PAGE EXTRACT:
Segment Open

Spotlight: California’s Unique Market

While adult-use hasn’t yet rolled out in the Golden State, patients’ purchasing habits tend to lead the market and skew recreational.

Californians have often blazed their own trail when it comes to cannabis in the United States. The rest of the country usually ends up following the Golden State’s lead. And now that the cannabis industry finally has robust data revealing the sales trends and quirks of California’s cannabis purchasers, we see the places where those patients mirror cannabis consumers in other states, and where they stake new ground. Just as Californians went their own way 21 years ago when they began permitting cannabis sales in medical shops, they also follow their own collective muse when it comes to purchasing.

New data from cannabis market research group BDS Analytics unveils a number of areas where California’s medical marketplace has evolved in unique ways. One caveat: While the current landscape remains within a medical regulatory framework, the data shows that the state’s cannabis market resembles recreational marketplaces in Colorado, Washington and Oregon much more than medical markets. Let’s consider three ways in which California cannabis consumers, and the marketplace in general, are different from other states.

Vapes

California’s early and passionate embrace of vapes sets it apart from other states, where interest did not escalate dramatically until recreational sales began.

Concentrate sales in general already capture 25 percent of California’s market; it has taken nearly four years of recreational sales for Colorado’s concentrate market to garner 27 percent of the market. But within the concentrates category, in July of this year, vapes captured nearly 65 percent of concentrate sales in California, on $39.1 million in sales; by comparison, vape sales represent just 37 percent of Colorado’s concentrate sales. In Colorado, the second-largest cannabis marketplace in the country (California is the largest), other concentrates like shatter, wax and live resin perform well, but sputter in California.

Segment Closed

ENTRIES SUPPLIED:
Segment Open

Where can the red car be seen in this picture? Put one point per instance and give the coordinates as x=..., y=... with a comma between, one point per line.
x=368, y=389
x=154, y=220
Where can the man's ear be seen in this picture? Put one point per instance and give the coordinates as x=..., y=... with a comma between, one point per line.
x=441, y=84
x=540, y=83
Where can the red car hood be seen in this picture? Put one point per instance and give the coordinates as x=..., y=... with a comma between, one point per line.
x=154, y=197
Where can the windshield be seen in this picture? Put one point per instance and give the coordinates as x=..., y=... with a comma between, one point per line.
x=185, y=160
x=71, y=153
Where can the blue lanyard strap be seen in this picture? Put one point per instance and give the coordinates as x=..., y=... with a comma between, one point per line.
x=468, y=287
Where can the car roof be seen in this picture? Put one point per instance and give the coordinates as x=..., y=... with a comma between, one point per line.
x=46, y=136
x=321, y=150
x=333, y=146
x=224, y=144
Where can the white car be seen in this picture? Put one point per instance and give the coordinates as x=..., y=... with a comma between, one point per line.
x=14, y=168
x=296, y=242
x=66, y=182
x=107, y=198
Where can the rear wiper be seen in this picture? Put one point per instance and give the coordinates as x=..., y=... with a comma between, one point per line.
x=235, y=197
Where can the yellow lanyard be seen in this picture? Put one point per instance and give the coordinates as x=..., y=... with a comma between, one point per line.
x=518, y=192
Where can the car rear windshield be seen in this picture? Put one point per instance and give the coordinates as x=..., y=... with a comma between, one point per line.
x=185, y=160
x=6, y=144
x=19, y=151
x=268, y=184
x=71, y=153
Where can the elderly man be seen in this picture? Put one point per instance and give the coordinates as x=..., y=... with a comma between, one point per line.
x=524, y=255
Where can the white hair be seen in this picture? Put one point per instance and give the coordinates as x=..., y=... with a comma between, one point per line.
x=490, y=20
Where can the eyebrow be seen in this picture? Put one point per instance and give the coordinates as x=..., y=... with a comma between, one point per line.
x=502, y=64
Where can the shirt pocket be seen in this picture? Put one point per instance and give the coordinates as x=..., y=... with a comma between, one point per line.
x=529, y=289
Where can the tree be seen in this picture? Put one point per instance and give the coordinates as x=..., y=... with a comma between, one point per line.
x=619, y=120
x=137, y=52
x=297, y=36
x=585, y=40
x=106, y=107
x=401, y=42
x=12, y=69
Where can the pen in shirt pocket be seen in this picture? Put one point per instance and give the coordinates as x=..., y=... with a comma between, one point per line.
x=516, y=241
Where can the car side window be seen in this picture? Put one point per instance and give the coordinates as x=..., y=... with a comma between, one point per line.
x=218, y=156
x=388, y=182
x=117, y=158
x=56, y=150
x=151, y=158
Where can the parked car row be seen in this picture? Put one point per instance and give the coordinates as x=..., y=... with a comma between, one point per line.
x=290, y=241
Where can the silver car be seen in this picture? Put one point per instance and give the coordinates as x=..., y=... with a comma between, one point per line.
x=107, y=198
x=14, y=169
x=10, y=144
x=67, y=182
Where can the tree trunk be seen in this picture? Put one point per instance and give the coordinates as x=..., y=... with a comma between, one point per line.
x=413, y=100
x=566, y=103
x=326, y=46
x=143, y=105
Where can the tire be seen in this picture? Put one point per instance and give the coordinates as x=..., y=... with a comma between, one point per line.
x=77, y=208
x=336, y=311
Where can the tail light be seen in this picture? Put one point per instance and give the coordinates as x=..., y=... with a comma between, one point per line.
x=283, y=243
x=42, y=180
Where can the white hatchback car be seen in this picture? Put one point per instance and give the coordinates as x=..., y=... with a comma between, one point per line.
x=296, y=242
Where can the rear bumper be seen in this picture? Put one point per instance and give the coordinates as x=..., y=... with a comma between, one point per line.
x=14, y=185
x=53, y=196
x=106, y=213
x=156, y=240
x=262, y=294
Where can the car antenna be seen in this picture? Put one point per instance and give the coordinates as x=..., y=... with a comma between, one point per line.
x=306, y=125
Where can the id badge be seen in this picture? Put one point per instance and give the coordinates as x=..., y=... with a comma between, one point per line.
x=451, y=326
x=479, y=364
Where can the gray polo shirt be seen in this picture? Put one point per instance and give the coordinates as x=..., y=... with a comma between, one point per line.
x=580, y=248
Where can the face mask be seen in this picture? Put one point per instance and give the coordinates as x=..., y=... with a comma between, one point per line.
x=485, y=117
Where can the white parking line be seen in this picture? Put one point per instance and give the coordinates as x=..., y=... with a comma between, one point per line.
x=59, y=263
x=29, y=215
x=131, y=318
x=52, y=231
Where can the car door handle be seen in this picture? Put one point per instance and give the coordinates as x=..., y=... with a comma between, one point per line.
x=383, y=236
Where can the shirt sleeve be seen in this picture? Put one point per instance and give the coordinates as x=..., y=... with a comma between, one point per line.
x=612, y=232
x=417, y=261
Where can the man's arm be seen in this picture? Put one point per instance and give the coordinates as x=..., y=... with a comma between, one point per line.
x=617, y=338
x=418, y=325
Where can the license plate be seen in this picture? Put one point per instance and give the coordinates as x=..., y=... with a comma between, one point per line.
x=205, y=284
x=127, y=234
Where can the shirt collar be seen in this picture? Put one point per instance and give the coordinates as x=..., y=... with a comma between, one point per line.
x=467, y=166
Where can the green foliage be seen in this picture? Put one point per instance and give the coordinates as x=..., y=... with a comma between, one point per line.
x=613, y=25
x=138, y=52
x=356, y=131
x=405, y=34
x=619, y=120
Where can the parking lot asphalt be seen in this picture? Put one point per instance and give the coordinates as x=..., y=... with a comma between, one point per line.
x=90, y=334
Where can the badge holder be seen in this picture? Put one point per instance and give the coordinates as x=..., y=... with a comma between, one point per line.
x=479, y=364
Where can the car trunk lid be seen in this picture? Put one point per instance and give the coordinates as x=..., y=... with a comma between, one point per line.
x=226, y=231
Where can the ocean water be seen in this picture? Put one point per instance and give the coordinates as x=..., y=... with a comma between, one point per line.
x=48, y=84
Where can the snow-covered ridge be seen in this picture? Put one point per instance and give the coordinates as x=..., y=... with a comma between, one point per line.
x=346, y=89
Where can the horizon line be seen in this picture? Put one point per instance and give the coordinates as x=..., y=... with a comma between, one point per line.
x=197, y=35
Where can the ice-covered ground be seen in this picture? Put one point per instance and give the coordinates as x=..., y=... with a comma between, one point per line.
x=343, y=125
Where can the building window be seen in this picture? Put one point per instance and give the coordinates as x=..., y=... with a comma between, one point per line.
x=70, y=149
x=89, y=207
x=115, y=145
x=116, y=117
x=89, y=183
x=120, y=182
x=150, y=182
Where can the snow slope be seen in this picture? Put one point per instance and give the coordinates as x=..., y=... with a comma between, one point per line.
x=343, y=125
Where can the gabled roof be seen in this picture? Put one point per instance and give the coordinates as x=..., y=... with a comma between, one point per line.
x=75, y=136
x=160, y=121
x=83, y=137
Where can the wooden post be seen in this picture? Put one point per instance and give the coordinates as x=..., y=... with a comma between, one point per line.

Segment Closed

REQUIRED ACTIONS:
[1] Name every US state other than California that the article on California's cannabis market mentions.
[2] Continue the article on California's cannabis market, starting right after its final sentence.

SOLVED PROBLEMS:
[1] Colorado, Washington, Oregon

[2]
Flower Prices

California's decades-long reputation as an international cannabis-growing powerhouse suggests prices for flower should be cheap—with so much marijuana floating around, how could it not be? In fact, prices in California for flower are the highest among the states with large and established legal recreational cannabis markets.

During the five months between March and July of this year, the average pre-tax price for a gram of California bud was $9.24. But in Colorado, the average price was $5.48; in Washington (for March through June) it was $5.69; and in Oregon, the price of a gram was $8.68.

Infused Pre-Rolls

Pre-rolled joints capture 5 percent of the California cannabis market, which is roughly in line with Colorado and Oregon. (In Washington, however, pre-rolls represent 11 percent of the market.)

But Californians stand far apart from the other states when it comes to infused pre-rolls that come with an extra THC boost from concentrates like oil, kief, caviar and hash. In California, the pricier infused pre-rolls (averaging $14.08 per joint, compared to $5.12 for joints without concentrates) command 31 percent of the pre-roll market.

Coloradans, on the other hand, only buy enough infused pre-rolls to capture 7 percent of the pre-roll market. In Oregon, infused pre-rolls’ share is 2 percent. Washingtonians are more receptive of infused pre-rolls—they capture 19 percent of the pre-roll market. Still, California’s love for infused pre-rolls far exceeds the ardor shown by Evergreen Staters.